══ Given entries
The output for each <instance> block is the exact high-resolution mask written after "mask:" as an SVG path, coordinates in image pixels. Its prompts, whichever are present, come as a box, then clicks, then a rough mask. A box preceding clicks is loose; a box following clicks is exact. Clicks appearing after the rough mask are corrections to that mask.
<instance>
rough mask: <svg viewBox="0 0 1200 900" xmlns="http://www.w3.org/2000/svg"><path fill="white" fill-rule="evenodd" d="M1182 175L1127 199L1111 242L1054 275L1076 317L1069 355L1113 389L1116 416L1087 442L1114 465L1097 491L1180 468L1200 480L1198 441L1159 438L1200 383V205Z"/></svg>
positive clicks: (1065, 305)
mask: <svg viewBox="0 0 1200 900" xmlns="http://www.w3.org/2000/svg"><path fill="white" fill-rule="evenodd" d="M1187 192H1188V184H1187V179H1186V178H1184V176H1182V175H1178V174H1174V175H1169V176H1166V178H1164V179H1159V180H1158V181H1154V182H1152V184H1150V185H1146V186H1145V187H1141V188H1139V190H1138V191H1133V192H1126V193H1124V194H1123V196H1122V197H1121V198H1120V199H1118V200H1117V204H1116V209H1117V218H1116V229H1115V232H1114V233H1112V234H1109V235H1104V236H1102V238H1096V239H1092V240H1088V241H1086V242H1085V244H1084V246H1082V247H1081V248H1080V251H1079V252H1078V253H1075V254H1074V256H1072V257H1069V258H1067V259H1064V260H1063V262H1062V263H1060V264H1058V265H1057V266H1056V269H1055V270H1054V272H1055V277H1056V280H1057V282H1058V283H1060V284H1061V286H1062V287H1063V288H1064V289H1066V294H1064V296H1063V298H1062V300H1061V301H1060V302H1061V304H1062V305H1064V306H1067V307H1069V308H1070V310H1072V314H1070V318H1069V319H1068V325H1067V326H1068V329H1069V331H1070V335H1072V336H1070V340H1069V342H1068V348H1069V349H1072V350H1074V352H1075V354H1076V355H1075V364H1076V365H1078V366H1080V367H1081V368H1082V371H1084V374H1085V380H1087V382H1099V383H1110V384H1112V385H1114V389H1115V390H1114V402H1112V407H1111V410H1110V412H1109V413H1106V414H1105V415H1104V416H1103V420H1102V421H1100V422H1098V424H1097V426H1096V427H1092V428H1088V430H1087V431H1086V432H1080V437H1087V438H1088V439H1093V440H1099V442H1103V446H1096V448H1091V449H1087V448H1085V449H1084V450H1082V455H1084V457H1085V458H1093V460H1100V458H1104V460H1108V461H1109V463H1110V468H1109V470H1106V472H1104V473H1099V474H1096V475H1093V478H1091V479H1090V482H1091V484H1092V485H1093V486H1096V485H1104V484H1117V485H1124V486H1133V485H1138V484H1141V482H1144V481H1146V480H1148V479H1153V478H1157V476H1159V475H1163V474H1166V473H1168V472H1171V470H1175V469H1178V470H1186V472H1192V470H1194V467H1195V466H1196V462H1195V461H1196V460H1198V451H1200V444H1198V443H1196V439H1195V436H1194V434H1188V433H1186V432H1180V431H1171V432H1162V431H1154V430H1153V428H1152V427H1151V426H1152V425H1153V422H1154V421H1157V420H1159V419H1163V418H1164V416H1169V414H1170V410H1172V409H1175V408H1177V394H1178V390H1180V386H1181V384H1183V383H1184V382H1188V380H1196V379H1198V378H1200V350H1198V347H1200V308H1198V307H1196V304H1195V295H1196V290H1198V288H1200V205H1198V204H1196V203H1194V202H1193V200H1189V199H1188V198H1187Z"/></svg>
════
Work to be completed:
Once the records have been read, print them all again exactly.

Answer section:
The output for each <instance> block is the exact high-resolution mask written after "mask:" as an SVG path, coordinates in image pixels. Its prompts, whichever are present, come as a box, then clicks, then a rough mask. A box preceding clicks is loose; a box following clicks is exact. Clicks appearing after the rough mask are corrections to that mask.
<instance>
rough mask: <svg viewBox="0 0 1200 900" xmlns="http://www.w3.org/2000/svg"><path fill="white" fill-rule="evenodd" d="M1182 175L1127 199L1111 242L1054 275L1076 317L1069 355L1113 389L1116 416L1087 442L1114 465L1097 491L1180 468L1200 480L1198 441L1159 438L1200 383V205Z"/></svg>
positive clicks: (1065, 305)
mask: <svg viewBox="0 0 1200 900" xmlns="http://www.w3.org/2000/svg"><path fill="white" fill-rule="evenodd" d="M1187 192H1188V184H1187V179H1186V178H1184V176H1182V175H1178V174H1174V175H1169V176H1166V178H1164V179H1159V180H1158V181H1154V182H1152V184H1150V185H1146V186H1145V187H1141V188H1139V190H1138V191H1133V192H1126V193H1124V194H1123V196H1122V197H1121V198H1120V199H1118V200H1117V204H1116V209H1117V218H1116V229H1115V232H1114V233H1112V234H1109V235H1104V236H1102V238H1096V239H1092V240H1088V241H1086V242H1085V244H1084V246H1082V247H1081V248H1080V251H1079V252H1078V253H1075V254H1074V256H1072V257H1069V258H1067V259H1064V260H1063V262H1062V263H1060V264H1058V265H1057V266H1056V269H1055V270H1054V272H1055V277H1056V280H1057V282H1058V283H1060V284H1061V286H1062V287H1063V288H1064V289H1066V294H1064V296H1063V298H1062V300H1061V301H1060V302H1061V304H1062V305H1064V306H1067V307H1069V308H1070V310H1072V314H1070V318H1069V319H1068V325H1067V326H1068V329H1069V331H1070V335H1072V336H1070V340H1069V342H1068V348H1069V349H1072V350H1074V352H1075V354H1076V355H1075V364H1076V365H1078V366H1080V367H1081V368H1082V371H1084V374H1085V380H1087V382H1099V383H1110V384H1112V385H1114V389H1115V390H1114V402H1112V407H1111V410H1110V412H1109V413H1106V414H1105V415H1104V416H1103V420H1102V421H1100V422H1098V424H1097V426H1096V427H1092V428H1088V430H1087V431H1086V432H1080V437H1087V438H1088V439H1093V440H1099V442H1103V446H1096V448H1091V449H1087V448H1085V449H1084V450H1082V455H1084V457H1085V458H1093V460H1100V458H1104V460H1108V461H1109V463H1110V468H1109V470H1106V472H1104V473H1099V474H1096V475H1093V478H1091V479H1090V482H1091V484H1092V485H1093V486H1096V485H1104V484H1117V485H1124V486H1133V485H1138V484H1141V482H1144V481H1146V480H1148V479H1153V478H1157V476H1159V475H1163V474H1166V473H1168V472H1171V470H1175V469H1178V470H1186V472H1192V470H1194V467H1195V466H1196V462H1195V461H1196V460H1198V451H1200V444H1198V443H1196V439H1195V436H1194V434H1188V433H1186V432H1180V431H1171V432H1162V431H1154V430H1153V428H1152V427H1151V426H1152V425H1153V422H1154V421H1157V420H1159V419H1163V418H1164V416H1169V414H1170V410H1172V409H1175V408H1177V394H1178V390H1180V386H1181V384H1183V383H1184V382H1188V380H1196V379H1198V378H1200V350H1198V347H1200V308H1198V307H1196V304H1195V295H1196V290H1198V288H1200V205H1198V204H1196V203H1194V202H1193V200H1189V199H1188V198H1187Z"/></svg>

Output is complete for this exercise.